## Begin
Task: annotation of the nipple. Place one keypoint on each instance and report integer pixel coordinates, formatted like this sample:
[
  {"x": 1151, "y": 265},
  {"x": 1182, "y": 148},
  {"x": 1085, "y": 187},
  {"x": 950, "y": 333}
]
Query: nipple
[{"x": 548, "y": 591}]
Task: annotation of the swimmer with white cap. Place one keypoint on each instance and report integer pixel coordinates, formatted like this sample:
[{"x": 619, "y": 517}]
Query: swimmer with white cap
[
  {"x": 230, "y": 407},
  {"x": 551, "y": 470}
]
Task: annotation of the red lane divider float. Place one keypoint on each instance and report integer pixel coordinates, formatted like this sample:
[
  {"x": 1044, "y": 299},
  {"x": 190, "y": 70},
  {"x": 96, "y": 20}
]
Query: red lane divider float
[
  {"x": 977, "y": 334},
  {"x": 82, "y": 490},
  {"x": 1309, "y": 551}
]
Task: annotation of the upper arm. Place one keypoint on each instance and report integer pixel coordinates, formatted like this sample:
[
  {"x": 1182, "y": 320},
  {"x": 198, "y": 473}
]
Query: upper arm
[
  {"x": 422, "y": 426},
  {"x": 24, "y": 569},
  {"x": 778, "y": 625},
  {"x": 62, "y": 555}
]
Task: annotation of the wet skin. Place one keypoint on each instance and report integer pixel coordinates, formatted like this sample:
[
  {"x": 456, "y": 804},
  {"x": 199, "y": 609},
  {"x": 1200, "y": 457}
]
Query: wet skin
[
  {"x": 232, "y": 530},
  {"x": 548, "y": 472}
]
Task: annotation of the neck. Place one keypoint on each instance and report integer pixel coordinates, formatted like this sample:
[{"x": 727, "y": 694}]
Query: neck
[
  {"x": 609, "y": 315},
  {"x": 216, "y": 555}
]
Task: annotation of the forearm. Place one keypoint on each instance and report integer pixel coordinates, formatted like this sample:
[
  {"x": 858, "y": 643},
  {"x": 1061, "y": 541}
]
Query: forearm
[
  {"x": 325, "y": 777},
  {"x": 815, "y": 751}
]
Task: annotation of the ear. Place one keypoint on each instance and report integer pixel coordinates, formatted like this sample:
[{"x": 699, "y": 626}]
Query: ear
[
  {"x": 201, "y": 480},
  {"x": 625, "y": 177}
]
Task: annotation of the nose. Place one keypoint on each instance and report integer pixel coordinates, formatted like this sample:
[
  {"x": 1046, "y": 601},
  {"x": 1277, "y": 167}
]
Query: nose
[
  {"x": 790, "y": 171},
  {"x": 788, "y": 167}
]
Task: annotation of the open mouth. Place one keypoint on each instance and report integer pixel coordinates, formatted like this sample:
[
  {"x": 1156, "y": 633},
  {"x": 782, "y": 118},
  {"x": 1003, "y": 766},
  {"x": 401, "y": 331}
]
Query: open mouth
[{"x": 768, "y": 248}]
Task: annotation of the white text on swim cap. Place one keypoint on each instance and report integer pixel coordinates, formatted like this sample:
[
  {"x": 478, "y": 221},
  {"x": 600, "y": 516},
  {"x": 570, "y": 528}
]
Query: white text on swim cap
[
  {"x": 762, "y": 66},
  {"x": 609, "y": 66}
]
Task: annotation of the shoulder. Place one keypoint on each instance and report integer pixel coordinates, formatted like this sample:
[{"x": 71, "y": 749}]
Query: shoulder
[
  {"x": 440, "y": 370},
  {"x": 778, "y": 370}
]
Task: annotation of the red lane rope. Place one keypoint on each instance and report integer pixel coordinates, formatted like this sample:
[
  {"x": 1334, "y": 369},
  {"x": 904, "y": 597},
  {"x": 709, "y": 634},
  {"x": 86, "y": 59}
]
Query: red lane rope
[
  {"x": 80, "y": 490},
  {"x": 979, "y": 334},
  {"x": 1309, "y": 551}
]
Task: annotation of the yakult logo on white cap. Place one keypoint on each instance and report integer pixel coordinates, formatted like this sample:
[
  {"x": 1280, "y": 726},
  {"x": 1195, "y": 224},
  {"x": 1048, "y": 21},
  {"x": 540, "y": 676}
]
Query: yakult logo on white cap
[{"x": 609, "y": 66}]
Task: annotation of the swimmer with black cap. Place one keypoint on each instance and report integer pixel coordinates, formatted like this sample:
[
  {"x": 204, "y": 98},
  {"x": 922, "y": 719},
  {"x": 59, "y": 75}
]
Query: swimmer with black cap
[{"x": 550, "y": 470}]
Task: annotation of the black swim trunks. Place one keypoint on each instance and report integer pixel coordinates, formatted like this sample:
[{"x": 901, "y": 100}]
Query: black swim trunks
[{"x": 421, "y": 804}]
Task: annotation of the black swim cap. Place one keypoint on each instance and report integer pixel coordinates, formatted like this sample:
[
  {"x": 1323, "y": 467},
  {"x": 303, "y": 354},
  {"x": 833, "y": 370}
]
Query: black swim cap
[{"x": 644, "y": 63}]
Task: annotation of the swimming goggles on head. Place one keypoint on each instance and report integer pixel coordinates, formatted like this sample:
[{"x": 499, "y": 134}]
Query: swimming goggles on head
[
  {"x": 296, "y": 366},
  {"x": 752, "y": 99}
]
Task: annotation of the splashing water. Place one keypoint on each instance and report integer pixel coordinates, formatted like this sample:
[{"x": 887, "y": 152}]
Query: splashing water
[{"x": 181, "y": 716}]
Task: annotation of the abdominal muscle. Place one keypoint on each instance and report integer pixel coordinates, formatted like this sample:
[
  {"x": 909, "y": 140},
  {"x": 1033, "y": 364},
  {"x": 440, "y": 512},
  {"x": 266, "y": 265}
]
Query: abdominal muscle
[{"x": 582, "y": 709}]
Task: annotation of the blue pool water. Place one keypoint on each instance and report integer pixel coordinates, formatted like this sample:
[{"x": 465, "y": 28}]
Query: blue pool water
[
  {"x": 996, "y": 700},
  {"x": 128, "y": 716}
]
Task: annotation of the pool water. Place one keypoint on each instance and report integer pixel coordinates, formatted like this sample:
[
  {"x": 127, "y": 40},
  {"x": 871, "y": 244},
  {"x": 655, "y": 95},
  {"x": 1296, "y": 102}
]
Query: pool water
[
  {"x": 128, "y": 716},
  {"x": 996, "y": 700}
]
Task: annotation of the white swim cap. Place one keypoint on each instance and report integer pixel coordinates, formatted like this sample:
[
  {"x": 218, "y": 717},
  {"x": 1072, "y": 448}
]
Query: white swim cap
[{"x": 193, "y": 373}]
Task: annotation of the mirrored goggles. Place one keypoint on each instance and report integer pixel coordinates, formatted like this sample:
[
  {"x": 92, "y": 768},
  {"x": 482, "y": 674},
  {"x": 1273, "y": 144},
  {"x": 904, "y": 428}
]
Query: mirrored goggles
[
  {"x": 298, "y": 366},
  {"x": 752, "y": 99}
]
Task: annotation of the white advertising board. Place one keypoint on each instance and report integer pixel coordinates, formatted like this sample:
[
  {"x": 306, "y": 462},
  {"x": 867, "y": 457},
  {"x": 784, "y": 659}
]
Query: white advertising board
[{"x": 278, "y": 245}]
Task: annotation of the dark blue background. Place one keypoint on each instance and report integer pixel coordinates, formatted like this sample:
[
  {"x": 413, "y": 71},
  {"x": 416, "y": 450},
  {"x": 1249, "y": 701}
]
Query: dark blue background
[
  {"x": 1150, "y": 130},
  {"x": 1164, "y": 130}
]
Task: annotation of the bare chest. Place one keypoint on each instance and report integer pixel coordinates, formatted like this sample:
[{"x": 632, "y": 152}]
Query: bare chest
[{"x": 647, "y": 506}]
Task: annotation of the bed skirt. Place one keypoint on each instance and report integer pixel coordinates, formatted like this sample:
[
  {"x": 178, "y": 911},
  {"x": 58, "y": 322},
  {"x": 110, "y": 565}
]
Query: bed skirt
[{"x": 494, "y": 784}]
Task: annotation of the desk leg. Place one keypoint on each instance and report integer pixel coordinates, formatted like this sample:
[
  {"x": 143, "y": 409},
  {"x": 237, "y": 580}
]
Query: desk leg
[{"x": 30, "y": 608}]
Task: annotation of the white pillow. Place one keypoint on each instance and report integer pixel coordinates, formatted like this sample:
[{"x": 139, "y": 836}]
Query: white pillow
## End
WORK TO COMPLETE: Reproduce the listing above word for word, from its first line through the line containing "Query: nipple", both included.

ANSWER TO THIS PROBLEM:
Task: annotation of the nipple. Place one keypoint on each instance and report integer pixel coordinates, formatted like this sample:
[
  {"x": 1151, "y": 265},
  {"x": 1182, "y": 148},
  {"x": 1085, "y": 187},
  {"x": 950, "y": 333}
]
Query: nipple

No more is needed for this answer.